* [Required work]:
Copy out only those lines running from the line with "Guideline: for every instance of the person" to the end of the listing, keeping each one exactly as it is.

* [Data lines]:

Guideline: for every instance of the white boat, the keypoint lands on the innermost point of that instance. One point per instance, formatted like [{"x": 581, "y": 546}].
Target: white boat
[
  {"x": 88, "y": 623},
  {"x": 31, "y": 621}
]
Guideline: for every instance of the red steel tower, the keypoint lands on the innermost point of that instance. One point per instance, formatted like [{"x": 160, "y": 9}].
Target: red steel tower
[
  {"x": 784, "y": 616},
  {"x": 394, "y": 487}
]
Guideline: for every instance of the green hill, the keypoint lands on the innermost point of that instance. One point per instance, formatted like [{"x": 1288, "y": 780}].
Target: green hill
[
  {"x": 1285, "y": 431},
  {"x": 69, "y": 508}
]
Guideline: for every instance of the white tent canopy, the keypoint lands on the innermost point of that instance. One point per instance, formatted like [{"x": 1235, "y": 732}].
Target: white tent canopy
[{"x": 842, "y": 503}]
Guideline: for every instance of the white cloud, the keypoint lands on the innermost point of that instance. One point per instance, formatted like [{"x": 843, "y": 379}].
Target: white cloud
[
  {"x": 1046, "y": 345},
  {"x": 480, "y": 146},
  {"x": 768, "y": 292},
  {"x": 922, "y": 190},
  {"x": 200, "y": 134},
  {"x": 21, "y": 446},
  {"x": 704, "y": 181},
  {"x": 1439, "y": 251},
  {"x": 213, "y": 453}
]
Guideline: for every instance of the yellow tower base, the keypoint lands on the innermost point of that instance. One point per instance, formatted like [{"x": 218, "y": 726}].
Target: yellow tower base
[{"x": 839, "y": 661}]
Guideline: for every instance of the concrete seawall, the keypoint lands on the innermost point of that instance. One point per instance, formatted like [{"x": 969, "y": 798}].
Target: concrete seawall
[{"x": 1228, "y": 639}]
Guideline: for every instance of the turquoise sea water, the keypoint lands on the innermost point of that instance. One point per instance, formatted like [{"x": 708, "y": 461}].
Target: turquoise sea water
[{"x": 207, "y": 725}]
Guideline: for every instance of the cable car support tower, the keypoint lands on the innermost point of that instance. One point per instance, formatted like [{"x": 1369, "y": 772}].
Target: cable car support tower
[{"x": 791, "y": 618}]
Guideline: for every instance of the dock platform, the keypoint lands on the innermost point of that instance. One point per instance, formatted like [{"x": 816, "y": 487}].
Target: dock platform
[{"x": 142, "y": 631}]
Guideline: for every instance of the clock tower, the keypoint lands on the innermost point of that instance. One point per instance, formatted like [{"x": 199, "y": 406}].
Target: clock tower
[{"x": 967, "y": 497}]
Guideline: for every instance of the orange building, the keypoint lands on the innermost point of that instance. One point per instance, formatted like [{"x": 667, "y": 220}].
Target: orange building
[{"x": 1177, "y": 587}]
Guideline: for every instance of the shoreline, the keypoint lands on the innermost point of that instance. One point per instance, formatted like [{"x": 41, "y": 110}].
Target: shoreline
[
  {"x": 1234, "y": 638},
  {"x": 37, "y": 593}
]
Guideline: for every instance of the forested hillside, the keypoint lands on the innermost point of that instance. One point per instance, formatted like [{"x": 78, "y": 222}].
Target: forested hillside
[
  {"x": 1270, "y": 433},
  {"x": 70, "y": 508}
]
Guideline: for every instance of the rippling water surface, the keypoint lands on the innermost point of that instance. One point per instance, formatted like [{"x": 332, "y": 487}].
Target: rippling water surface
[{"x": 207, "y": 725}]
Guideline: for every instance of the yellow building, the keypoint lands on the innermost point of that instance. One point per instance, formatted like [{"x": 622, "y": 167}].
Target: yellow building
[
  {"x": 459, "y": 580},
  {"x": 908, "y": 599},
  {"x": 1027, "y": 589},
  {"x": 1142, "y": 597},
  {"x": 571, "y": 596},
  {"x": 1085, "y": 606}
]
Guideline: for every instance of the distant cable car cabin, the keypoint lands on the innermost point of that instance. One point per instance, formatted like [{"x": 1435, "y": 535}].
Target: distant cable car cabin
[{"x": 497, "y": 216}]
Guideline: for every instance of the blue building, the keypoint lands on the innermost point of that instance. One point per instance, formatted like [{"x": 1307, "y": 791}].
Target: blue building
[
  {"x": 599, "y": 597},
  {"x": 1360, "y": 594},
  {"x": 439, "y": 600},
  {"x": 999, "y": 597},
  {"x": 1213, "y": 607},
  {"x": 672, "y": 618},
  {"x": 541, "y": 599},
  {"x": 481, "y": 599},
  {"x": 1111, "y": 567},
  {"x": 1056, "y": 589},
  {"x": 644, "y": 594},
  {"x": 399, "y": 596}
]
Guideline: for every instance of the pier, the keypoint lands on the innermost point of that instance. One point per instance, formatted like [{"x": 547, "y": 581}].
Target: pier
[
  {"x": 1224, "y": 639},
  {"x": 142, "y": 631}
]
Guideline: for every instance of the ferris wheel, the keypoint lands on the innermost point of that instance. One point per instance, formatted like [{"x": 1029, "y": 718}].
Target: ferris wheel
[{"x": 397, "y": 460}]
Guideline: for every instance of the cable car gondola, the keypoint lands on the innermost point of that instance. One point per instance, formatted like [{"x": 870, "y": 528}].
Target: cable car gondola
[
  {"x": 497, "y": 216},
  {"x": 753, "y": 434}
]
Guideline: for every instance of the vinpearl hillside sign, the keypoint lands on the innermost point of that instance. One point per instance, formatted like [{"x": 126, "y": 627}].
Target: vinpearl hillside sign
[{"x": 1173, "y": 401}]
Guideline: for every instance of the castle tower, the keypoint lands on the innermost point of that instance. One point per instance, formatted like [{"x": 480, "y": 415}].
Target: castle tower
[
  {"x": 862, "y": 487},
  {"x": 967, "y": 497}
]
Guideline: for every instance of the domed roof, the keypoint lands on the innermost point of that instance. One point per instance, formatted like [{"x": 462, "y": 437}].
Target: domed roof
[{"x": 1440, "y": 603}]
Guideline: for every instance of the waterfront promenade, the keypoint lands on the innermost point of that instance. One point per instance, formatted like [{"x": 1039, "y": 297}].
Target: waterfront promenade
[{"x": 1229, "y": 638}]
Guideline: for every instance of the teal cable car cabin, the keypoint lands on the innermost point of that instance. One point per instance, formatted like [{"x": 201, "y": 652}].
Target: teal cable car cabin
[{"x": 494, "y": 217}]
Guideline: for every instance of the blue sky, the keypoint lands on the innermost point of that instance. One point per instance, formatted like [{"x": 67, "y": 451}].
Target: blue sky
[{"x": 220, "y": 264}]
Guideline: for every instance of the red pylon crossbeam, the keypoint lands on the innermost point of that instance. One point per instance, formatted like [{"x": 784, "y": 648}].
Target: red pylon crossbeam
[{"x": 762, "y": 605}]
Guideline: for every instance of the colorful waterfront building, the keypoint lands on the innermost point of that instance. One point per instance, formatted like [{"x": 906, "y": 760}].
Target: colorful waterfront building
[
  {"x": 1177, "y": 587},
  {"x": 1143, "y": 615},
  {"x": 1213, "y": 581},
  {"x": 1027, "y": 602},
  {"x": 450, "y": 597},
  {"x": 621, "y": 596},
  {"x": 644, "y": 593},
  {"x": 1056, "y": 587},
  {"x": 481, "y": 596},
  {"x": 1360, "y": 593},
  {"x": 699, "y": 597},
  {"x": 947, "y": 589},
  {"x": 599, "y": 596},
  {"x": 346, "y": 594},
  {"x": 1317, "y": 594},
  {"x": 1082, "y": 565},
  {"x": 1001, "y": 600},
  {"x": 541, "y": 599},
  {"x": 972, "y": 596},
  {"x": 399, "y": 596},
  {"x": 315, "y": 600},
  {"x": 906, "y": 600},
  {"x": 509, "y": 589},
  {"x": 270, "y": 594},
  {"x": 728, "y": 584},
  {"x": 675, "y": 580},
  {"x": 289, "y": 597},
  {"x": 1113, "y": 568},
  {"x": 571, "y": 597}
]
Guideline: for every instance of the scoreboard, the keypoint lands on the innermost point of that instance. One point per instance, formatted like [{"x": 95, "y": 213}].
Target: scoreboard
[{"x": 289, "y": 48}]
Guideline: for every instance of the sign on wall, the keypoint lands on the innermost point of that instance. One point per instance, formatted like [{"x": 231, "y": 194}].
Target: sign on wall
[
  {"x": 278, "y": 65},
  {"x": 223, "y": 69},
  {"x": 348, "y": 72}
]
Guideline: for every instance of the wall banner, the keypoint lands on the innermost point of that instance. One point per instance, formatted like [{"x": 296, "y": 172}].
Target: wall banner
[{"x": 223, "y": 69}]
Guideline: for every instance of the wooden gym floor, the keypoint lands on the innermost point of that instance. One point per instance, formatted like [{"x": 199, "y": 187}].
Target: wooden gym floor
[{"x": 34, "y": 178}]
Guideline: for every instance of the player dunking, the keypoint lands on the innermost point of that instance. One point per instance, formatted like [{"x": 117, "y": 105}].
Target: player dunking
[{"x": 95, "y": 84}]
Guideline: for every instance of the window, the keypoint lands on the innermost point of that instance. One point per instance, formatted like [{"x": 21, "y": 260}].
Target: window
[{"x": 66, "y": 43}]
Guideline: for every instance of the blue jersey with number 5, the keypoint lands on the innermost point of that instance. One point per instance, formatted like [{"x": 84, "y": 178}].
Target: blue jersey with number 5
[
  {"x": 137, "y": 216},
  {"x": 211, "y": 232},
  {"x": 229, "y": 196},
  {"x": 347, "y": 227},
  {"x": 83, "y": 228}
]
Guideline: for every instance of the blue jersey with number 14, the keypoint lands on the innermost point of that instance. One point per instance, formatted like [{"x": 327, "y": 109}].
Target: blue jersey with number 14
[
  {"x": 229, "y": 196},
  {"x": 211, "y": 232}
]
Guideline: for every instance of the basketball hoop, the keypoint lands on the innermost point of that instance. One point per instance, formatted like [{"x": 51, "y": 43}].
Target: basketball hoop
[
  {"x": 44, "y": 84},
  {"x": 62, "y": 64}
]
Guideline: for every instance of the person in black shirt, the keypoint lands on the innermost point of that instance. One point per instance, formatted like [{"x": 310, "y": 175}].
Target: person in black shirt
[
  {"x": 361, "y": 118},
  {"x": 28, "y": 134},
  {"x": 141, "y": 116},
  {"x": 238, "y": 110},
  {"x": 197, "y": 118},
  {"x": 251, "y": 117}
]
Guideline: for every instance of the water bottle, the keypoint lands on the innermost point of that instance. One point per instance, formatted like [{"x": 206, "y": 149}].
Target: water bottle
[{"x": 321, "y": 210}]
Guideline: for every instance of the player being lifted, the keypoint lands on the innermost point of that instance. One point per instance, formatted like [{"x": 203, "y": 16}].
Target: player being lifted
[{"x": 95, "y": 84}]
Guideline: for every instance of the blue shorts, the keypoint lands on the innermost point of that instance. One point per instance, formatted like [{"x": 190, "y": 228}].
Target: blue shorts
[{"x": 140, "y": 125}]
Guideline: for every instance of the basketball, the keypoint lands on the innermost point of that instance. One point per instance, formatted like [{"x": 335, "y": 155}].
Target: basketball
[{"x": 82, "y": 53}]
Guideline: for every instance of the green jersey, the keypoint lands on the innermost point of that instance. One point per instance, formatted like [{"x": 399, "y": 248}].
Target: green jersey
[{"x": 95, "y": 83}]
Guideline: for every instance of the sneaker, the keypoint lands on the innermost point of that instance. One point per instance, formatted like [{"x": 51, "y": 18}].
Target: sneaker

* [Response to the task]:
Guideline: for every instance of the person in black shirt, the keypoint lands on the innermost point of that instance. One point per instance, formatted like [{"x": 310, "y": 175}].
Target: person in black shirt
[
  {"x": 361, "y": 118},
  {"x": 28, "y": 134},
  {"x": 141, "y": 116},
  {"x": 238, "y": 110},
  {"x": 197, "y": 118},
  {"x": 251, "y": 117}
]
Guideline: for every instance of the water bottle, the keypoint lands on the innermost point of that instance. One point per instance, formatted like [{"x": 206, "y": 149}].
Target: water bottle
[{"x": 321, "y": 210}]
Guideline: for every instance of the player being lifted, the keypoint lands on the innermost point of that instance. One point per instance, formatted like [{"x": 203, "y": 16}].
Target: player being lifted
[{"x": 95, "y": 84}]
Guideline: for every instance of the blue shorts, the keypoint lands on the innermost point of that instance. One point per instance, formatted like [{"x": 190, "y": 228}].
Target: blue shorts
[{"x": 140, "y": 125}]
Guideline: for every instance of the basketball, the keypoint lands on the innermost point of that instance. One point per instance, formatted like [{"x": 335, "y": 155}].
Target: basketball
[{"x": 82, "y": 53}]
Guideline: for every instance of the green jersey, the keypoint lands on the innermost point of that instance. One point per instance, formatted like [{"x": 399, "y": 248}].
Target: green jersey
[{"x": 95, "y": 83}]
Guideline: for every instance of the sneaker, the keypoint lands on the innermost point of that instance. One point per instance, formatted like [{"x": 51, "y": 18}].
Target: sneaker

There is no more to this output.